> Görev tanımı
Musul harekâtı üzerine yazıyı, son cümlesinden sonra başlayarak sürdürün.
===== Belge bölümü
MUSUL, SAVAŞ İÇİNDE SAVAŞ
Share on Facebook Share on Twitter
 
Diğer yazılar
 


Irak ordusu, Güney Kürdistan peşmerge güçleri ve YPŞ (Kürt-Ezidi direniş güçleri), petrol kenti Musul'u DAİŞ işgalinden kurtarmak  için 17 Ekim 2016 günü askeri harekat başlattılar. ABD ve Fransa, havadan savaş uçaklarıyla bu savaşa dahil oldu. Ve savaş ilerledikçe masada yer almak isteyen diğer emperyalist ve sömürgeci bölge güçleri,  sahada olmayı beklemekte, yeni görüşme ve anlaşmalarla savaşa dahil olma hazırlıkları yapmaktadırlar.
Böylece Ortadoğu, Irak ve Suriye'de olduğu gibi, Musul, Kerkük, Rakka ve Halep gibi kentler üzerinde de kıyasıya bir emperyalist-sömürgeci rekabet ve hegemonya savaşına sahne olmaktadır. Suriye ve Irak'ta yaşayan halkların kaderini bu tarihsel uğrakta da yine emperyalist ve bölgesel  gerici güçler belirlemeye çalışıyorlar.
Osmanlı İmparatorluğu döneminde Musul bir Kürt eyaletidir. Güney Kürdistan'nın Hewler, Süleymaniye, Duhok, Zaho vd kentleri de  Musul'a bağlıdır. Demokrafik yapıda Kürtler baskındır. Ancak sonraki yıllarda, göçe zorlama ve nüfus yerleştirme yoluyla  Musul'un demografik yapısı değişmeye başlamıştır. Dün, yani 1923-1926 tarihleri arasında  Musul üzerinde Türkiye-İngiltere görüşmeleri, gizli ve kirli anlaşmalar, bugün de farklı cepheleşme, ittifak ve politikalarla   yürütülmek isteniyor. Bölge halkları kendileri için değil, etnik ve mezhepsel çelişkiler üzerinden yürütülen emperyalist ve sömürgeci politikalar  için savaşmaktadırlar. İslami faşist DAİŞ çetelerini besleyen ve büyüten ABD, AB, Rusya, Türkiye ve S. Arabistan gibi gerici güçler, bugün DAİŞ işgaline son vermek için insanlık ve demokrasi havarisi kesilme alçaklığını gösterebilmektedirler.
==========
===== Sağlanan veriler
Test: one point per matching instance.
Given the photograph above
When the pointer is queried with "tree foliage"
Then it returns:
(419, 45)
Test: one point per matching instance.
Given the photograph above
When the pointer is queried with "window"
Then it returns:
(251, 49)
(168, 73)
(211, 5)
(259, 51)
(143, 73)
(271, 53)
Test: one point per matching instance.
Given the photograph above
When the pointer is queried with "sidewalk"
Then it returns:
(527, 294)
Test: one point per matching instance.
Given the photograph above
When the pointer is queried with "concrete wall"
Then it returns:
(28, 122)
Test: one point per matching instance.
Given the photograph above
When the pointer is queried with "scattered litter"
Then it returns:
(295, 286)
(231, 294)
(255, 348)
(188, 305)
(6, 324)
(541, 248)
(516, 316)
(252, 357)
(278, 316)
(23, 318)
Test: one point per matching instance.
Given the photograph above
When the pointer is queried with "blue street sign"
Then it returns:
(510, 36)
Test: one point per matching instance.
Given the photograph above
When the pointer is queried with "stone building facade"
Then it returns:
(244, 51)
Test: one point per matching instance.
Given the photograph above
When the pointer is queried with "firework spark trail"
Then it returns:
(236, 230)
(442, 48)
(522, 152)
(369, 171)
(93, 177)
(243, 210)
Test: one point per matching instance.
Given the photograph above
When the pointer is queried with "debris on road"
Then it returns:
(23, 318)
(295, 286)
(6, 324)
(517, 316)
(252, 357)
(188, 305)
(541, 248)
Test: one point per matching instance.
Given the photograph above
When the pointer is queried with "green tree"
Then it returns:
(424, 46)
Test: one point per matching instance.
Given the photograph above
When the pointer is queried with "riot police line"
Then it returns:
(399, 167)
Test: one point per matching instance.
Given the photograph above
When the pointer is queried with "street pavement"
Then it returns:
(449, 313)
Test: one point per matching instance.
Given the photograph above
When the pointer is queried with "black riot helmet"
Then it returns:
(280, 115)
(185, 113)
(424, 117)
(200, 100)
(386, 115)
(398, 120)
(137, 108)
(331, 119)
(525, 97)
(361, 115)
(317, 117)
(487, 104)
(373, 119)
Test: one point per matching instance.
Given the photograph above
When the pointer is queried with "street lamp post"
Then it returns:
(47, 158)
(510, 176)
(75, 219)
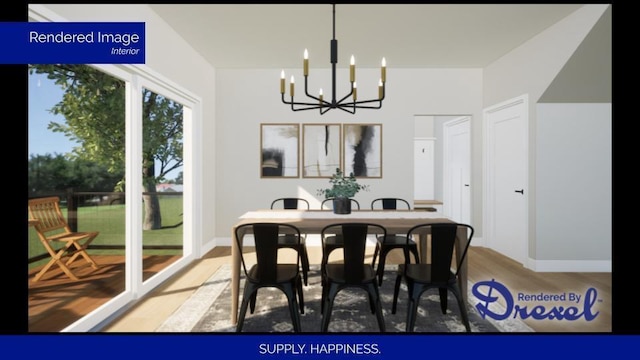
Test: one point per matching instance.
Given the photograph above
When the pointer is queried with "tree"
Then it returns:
(55, 174)
(93, 106)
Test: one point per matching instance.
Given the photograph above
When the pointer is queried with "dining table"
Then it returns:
(313, 221)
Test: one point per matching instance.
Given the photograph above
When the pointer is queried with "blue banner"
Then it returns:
(326, 346)
(72, 43)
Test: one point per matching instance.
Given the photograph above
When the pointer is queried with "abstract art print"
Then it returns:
(279, 150)
(363, 150)
(320, 150)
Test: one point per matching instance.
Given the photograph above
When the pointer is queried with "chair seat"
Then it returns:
(284, 272)
(337, 273)
(421, 273)
(396, 240)
(290, 240)
(335, 240)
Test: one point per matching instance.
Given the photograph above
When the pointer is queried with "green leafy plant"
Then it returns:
(342, 186)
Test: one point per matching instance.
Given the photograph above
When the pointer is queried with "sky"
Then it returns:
(43, 95)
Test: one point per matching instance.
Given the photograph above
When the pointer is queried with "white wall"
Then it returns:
(574, 180)
(247, 98)
(530, 69)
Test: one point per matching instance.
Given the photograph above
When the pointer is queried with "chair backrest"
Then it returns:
(266, 247)
(441, 252)
(50, 218)
(291, 203)
(354, 203)
(390, 204)
(355, 241)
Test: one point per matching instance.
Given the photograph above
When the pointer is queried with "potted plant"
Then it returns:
(342, 189)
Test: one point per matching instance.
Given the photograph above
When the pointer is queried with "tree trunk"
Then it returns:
(152, 216)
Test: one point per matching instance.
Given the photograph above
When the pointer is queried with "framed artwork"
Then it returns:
(279, 150)
(321, 145)
(363, 150)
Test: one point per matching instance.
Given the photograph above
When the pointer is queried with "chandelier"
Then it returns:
(349, 102)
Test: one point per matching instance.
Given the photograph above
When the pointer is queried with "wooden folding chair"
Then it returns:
(51, 226)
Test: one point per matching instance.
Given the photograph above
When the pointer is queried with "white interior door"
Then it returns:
(423, 169)
(506, 190)
(457, 170)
==========
> Alıştırma çıktısı
Oysa Irak ve Suriye'nin ezilen yoksul halkları, gerici savaş sonuçlarını katliam, soykırım, yıkım, yoksulluk, göç olarak yaşamaktadırlar. Emperyalist hegemonya ve rekabet savaşı, petrol ve doğal gaz rezervleri,  boru hatları, etnisite ve mezhepsel düşmanlıklar üzerinde her türlü uluslararası hukuk, kural ve sözleşmeyi yok sayarak devam ediyor: Rusya, düşürülen askeri uçak özürü üzerine Türkiye ile yakınlaşmakta, bunu Ukrayna, Kafkaslar, Suriye ve Halep politikalarında, NATO ve ABD/AB karşıtlığında değerlendirmek istemektedir. O nedenle Sömürgeci Türk devletinin Suriye'de Cerablus işgaline onay vermektedir. 15 Temmuz askeri darbe girişimine destek veren ABD, AB emperyalistleri, sömürgeci Türk rejiminin Kuzey Kürdistan'daki katliamlarına göz yummakta, Cerablus işgaline yeşil ışık yakmışlardır.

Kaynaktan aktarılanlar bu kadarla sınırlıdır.